STATED GOAL 1: Pull out every line of the records below that contains the string "surface", matching case exactly.

By Jaci Clement, jaci@fairmediacouncil.org

As the investigations pile up into who George Santos really is, one thing is certain: He is most definitely the poster boy for everything wrong with today’s news media.

The fact that Long Island is the scene of the crime makes it smart all the more. Our backyard, and the people who live here, deserve far better than what the news has been serving up. 

Let’s unpack this.

From CNN to The Atlantic, commentaries in the news over the past week have called out Long Island’s news leader, Newsday, for missing this major Long Island story, which was broken by The New York Times. For those wondering why the dead tree sector carries the burden it’s because historically, the news ecosystem has relied on newspapers to break the heavy stories, and looked to television and radio news to provide updates. 

But the talk of how Long Island news media, as a whole, missed this story isn’t accurate, because one teeny, tiny local newspaper with a print circulation reported to be 3,200, put forth a scathing editorial in its Oct. 20 issue. It begins: “This newspaper would like to endorse a Republican for US Congress in NY3 (Oyster Bay, N Hempstead, NE Queens). But the GOP nominee – George Santos – is so bizarre, unprincipled and sketchy that we cannot.”

That opening paragraph from The North Shore Leader proved the kindest. The next five paragraphs detailed many of the issues for which Santos is now under investigation.

So how is it The North Shore Leader — with a masthead boasting a total of eight staffers — had the goods on Santos?

Maybe they paid attention to what the neighbors were saying. If word of Santos’ ability to rock tall tales was long an open secret, why didn’t that usher in scrutiny by the media before the election took place? Maybe the staff at The North Shore Leader paid attention to what was heard on the street instead of what was happening inside the media bubble.

STATED GOAL 2: In the piece about George Santos and the news media above, which newspaper broke the Santos story?

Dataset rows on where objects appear
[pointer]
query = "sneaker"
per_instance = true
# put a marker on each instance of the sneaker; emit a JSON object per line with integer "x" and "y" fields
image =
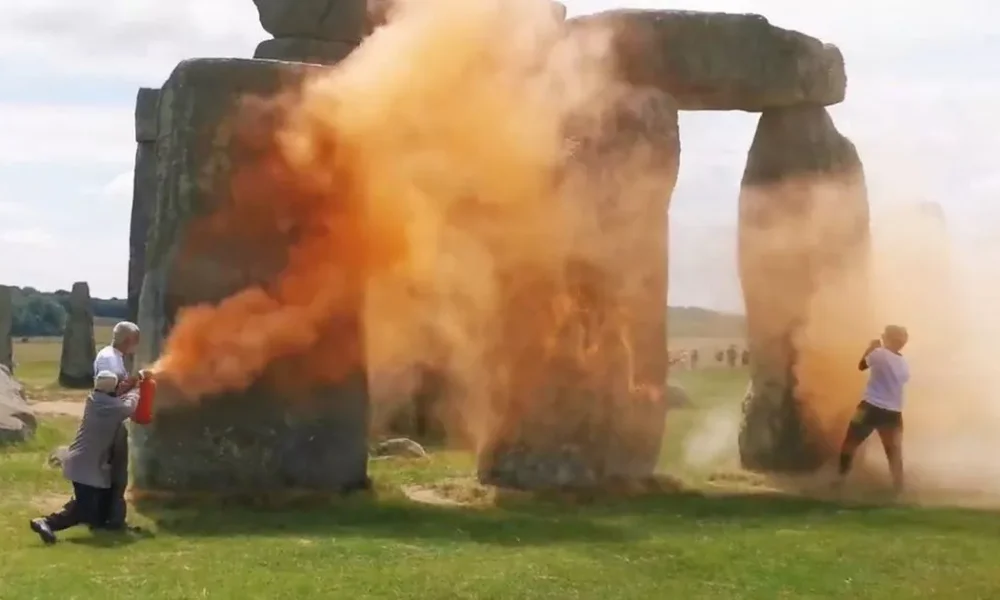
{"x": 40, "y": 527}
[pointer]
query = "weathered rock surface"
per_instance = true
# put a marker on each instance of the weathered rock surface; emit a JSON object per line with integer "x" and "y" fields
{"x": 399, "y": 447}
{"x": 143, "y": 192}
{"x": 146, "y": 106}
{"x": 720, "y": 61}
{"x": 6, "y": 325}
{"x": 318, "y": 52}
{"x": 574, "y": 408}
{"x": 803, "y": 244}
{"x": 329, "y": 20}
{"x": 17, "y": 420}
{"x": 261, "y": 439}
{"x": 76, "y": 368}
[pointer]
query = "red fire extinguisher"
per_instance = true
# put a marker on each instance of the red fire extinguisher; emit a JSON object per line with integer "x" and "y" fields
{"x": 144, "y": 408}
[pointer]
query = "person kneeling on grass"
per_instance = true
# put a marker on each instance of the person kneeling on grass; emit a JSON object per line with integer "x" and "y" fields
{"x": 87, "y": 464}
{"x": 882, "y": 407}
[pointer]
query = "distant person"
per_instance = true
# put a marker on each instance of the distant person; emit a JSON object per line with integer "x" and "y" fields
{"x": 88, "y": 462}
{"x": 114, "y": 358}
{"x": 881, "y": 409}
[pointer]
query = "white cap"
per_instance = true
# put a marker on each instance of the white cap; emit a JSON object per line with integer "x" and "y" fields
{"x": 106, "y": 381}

---

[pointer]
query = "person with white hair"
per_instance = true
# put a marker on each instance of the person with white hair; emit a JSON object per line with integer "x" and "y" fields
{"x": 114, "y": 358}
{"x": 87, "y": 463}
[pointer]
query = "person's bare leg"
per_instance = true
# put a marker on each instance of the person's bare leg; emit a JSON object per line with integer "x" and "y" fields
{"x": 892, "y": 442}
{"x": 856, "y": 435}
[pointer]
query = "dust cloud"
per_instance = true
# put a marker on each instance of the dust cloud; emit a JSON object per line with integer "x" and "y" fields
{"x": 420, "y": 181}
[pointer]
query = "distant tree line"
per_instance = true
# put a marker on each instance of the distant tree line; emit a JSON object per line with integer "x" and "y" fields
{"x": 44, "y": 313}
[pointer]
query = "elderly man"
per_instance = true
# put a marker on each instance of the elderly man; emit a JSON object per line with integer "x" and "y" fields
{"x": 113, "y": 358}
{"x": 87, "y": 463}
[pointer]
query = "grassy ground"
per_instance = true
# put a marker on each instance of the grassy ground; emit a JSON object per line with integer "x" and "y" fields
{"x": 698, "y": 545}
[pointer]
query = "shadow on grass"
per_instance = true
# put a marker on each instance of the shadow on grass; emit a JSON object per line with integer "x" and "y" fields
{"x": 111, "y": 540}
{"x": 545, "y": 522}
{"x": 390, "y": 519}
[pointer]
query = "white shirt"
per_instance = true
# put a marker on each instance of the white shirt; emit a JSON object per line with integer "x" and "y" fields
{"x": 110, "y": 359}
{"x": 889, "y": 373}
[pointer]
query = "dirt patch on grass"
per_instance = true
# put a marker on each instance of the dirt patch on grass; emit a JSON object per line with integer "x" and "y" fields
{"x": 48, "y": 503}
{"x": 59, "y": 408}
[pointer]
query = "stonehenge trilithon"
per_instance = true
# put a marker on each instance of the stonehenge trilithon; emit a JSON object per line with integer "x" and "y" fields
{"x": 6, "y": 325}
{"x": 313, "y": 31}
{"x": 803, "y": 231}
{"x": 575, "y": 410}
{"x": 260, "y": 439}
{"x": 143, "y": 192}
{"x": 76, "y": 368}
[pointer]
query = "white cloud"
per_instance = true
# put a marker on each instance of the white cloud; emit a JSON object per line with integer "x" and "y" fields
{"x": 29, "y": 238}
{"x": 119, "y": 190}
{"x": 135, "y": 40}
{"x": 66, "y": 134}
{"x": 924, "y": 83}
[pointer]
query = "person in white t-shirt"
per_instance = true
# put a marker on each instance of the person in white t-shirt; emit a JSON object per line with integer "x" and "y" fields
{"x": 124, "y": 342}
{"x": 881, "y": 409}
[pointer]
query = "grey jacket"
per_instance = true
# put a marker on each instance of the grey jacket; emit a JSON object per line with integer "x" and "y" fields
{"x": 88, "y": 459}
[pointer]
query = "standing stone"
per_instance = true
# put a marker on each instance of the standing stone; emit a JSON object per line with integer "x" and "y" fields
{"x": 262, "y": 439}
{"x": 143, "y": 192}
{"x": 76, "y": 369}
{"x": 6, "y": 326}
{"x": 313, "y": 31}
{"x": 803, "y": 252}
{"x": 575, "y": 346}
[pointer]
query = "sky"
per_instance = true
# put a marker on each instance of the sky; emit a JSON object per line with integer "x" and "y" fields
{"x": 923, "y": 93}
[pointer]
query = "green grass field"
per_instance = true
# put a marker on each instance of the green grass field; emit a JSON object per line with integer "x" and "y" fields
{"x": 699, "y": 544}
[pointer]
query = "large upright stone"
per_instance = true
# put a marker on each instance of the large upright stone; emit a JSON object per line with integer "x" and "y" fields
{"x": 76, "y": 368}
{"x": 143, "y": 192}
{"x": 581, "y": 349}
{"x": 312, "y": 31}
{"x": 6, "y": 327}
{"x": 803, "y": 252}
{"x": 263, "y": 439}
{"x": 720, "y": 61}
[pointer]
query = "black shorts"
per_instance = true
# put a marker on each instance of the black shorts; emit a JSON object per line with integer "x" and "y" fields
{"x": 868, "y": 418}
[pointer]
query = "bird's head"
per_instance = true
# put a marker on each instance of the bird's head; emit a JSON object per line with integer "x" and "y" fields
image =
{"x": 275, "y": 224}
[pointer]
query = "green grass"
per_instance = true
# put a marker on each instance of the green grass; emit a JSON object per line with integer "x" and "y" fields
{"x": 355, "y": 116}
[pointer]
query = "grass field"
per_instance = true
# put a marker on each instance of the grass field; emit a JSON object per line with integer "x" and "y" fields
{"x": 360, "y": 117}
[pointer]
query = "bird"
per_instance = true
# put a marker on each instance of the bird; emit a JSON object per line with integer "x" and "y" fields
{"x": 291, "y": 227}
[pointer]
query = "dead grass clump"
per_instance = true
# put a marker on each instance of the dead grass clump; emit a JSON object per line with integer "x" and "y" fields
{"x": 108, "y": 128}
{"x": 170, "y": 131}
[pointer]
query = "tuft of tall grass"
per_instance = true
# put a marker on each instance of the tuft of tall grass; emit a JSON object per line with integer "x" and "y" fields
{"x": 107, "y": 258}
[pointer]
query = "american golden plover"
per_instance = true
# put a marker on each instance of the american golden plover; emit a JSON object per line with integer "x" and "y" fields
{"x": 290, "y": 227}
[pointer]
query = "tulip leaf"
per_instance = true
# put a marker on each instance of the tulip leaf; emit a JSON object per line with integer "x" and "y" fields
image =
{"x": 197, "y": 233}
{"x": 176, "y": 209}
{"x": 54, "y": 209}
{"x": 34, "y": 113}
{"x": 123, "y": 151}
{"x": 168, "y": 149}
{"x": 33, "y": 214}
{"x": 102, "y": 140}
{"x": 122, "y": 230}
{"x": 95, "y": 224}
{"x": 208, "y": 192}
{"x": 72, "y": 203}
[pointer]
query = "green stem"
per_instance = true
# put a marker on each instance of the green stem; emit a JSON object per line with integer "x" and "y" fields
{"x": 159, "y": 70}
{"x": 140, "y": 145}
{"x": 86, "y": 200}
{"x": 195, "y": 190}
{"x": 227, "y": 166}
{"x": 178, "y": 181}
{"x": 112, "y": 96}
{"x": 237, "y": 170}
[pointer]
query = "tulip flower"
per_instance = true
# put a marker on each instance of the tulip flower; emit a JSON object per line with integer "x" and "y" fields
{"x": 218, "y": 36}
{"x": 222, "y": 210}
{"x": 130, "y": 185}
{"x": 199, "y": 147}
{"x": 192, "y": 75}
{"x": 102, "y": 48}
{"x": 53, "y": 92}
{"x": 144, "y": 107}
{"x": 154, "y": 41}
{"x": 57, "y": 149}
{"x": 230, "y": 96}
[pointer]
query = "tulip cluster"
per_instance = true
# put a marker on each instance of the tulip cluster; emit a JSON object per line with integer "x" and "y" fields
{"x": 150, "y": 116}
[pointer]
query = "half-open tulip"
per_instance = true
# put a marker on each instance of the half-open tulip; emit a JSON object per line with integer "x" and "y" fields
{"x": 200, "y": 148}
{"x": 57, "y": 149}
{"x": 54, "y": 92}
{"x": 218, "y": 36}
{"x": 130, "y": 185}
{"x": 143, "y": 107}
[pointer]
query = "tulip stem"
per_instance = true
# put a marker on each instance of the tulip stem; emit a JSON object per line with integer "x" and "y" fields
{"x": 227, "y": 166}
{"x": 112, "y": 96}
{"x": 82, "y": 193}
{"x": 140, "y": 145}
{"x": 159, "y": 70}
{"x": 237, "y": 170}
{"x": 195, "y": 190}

CORRECT RESPONSE 1:
query = "weathered rock surface"
# put a marker on each instance of the weathered rock surface; emit a JSON object per line with integer "x" and "y" fields

CORRECT RESPONSE 2: The New York Times